Extracto de la fuente:

===============

Silicon Valley es la «Corte de los Milagros» del siglo XXI donde cualquier cosa puede suceder y, con mucha frecuencia, sucede. Cuando Sevilla era el centro del mundo, en pleno siglo XVII, todos los menesterosos acudían a la ciudad confiando poder vivir aunque solo sea de las migajas que caían del plato de los poderosos. De la misma forma, el Valle del Silicio atrae hoy a todos cuantos aspiran a medrar en los tecnologizados tiempos que nos toca vivir.
Que los pícaros de nuestra época sean tiburones de las finanzas o universitarios ávidos por conseguir la piedra filosofal para hacerse multimillonarios apenas superados los veinte no invalida el símil. Y todo ello sin abrir “a priori” la puerta de supuestos comportamientos ilícitos.
Sin ser complaciente ni pretender justificarlo, se puede considerar hasta entendible que, cuando se está produciendo una explosión social y económica de esta magnitud, quede relegada a un segundo plano la preocupación por el futuro, el largo plazo, la sostenibilidad e incluso los derechos fundamentales. No vaya a ser que nos distraigamos con estas minucias y perdamos una oportunidad de oro.
Lo cierto es que, mientras los más inquietos están en estas cosas, alguien debiera preocuparse del gobierno del mundo con un cierto sentido de permanencia. No deja de ser una labor ardua y difícil que corre el riesgo de ser además baldía, teniendo en cuenta el frenético ritmo de novedades que inexorablemente vienen poniendo en cuestión las bases que hasta ayer creíamos sólidas.
Pero al margen de constatar la incertidumbre que reina en los tiempos que vivimos, me atrevería a decir que no debiéramos dejarnos deslumbrar más que lo justo con los nuevos inventos, para no perder el foco y no olvidarnos de lo importante. Más allá del “medio”, que no cabe duda cambia cada día, lo importante es el “fin”, y nuestra civilización ha avanzado lo suficiente como para haber desarrollado unos principios que debieran ser válidos también en la nueva era digital. Esta reflexión podría ser de aplicación para todo cuanto afecta a los derechos fundamentales en aspectos como dignidad, libertad, igualdad, solidaridad, ciudadanía o justicia (que son los capítulos de la Carta de los Derechos Fundamentales vigentes en la Unión Europea).

===============

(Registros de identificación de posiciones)
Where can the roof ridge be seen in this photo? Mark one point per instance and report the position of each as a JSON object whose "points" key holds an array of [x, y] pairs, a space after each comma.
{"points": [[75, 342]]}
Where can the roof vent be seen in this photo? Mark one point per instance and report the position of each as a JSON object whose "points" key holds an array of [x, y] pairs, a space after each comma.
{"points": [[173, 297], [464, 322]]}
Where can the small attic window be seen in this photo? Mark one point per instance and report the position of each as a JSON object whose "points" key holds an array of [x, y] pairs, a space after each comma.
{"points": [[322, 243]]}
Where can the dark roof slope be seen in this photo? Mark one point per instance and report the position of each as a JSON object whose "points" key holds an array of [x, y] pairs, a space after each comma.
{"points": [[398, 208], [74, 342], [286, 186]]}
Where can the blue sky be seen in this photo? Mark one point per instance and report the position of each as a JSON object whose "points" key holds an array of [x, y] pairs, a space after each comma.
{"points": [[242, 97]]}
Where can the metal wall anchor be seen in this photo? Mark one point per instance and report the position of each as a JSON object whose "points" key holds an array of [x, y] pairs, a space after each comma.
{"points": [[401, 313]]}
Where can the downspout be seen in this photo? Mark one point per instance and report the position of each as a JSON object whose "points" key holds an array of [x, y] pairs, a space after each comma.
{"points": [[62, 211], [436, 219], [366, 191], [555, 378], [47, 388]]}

===============

Tareas pendientes:
• a. Reproduce el pasaje del texto sobre Silicon Valley que va desde «Lo cierto es» hasta «ayer creíamos sólidas.».
• b. Indica si cada afirmación concuerda con el texto sobre Silicon Valley. Responde sí o no y cita literalmente las palabras del texto que lo deciden. (i) El texto compara Silicon Valley con la Sevilla del siglo XVII. (ii) El texto sostiene que los principios desarrollados por nuestra civilización ya no sirven en la era digital. (iii) Según el texto, la dignidad y la justicia figuran entre los capítulos de la Carta de los Derechos Fundamentales de la Unión Europea.

Resultados finales:
• a.
Lo cierto es que, mientras los más inquietos están en estas cosas, alguien debiera preocuparse del gobierno del mundo con un cierto sentido de permanencia. No deja de ser una labor ardua y difícil que corre el riesgo de ser además baldía, teniendo en cuenta el frenético ritmo de novedades que inexorablemente vienen poniendo en cuestión las bases que hasta ayer creíamos sólidas.

• b. (i) Sí: «Cuando Sevilla era el centro del mundo, en pleno siglo XVII». (ii) No: «unos principios que debieran ser válidos también en la nueva era digital». (iii) Sí: «dignidad, libertad, igualdad, solidaridad, ciudadanía o justicia (que son los capítulos de la Carta de los Derechos Fundamentales vigentes en la Unión Europea)».